Pointing records:
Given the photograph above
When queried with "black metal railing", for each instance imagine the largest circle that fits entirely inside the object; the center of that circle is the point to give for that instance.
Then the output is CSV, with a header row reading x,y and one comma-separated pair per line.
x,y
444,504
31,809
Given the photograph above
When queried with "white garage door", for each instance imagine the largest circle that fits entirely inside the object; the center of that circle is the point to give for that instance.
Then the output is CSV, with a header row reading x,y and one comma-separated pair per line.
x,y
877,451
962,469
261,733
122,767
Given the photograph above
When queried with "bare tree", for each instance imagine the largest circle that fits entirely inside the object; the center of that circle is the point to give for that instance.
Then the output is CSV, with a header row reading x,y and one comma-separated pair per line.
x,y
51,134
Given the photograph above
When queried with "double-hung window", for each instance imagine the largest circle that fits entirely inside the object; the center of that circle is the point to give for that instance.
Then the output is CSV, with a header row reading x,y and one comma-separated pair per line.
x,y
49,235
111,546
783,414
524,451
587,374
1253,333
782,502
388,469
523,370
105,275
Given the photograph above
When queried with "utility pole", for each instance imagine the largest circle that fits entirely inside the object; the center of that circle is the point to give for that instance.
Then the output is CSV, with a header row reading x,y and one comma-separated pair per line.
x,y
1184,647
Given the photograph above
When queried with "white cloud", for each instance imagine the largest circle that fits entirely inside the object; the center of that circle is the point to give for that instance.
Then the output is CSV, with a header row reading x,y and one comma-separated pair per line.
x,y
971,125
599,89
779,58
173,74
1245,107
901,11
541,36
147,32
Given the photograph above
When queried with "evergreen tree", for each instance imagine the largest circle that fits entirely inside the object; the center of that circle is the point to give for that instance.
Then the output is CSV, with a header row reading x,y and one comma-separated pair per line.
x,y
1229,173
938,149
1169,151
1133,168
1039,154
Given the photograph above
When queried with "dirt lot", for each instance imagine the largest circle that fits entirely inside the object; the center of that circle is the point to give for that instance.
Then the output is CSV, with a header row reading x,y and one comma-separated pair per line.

* Exercise objective *
Transcribe all entries exactly as they are given.

* Result *
Given the photograph above
When queried with "black metal railing", for each instance imagine the largest circle that fits entirely inside the object; the center of that circle is the point to give for that instance.
Then the output is CSV, with a header row reading x,y and one comma-separated pair per line.
x,y
444,504
31,809
Given the photograph above
When queried with "white garage door", for each instance imagine the largest circle that fits entirely inside the object; the center of that circle is the point to give for that instance.
Then the output is CSV, with a header row reading x,y and one comma-separated pair per line.
x,y
877,451
962,469
261,733
122,767
Given the photograph above
When queried with "bare tree", for each instance imagine the largest circle that fits entirely inside the object; the center of that circle is the point to give for that instance.
Then the output is CSV, with a header row reading x,y and one comma-separated pair per line.
x,y
51,134
Given the photograph above
When queried with "double-hung window", for each instance imagine the largest circle that fits entirely inside the object; the center of that circle is the point to give for that instance.
Then the output is CSV, with a header row reading x,y and one comma-separated pair per line.
x,y
49,235
111,546
783,414
524,451
587,374
1253,333
782,502
388,469
523,370
105,275
Given the photograph above
When queried with "utility pole", for each instance imagine the largest circle that fits entirely inside the object; the center of that circle is the point to give for that instance.
Then the output is CSV, with a header row reading x,y and one comma-separated pair per line.
x,y
1184,647
Given the photograph above
When queried with "white cloud", for each instance imagine the largest circle that fits entirely inside the object; the center of that circle is the point to give for that instance.
Then the output is CSV, with a header row reading x,y and one comma-separated pair per line.
x,y
971,125
599,89
779,58
173,74
1245,107
901,11
541,36
147,32
Given the photograph above
When queried with "evergreen tree", for each instance imagine the largest circle that fits entirely inside the object; the center of that circle is the point to give for that instance.
Then the output is CSV, with a header row reading x,y and one comma-separated pair per line.
x,y
1229,173
938,149
1169,151
1133,168
1039,154
Given the photograph above
When queried with "dirt lot", for each instance imagine the largest circle that fits entirely inside the object; the center of that circle is the point to give for that instance.
Then the output is CSV, with a header row reading x,y and one comma-separated pair per line.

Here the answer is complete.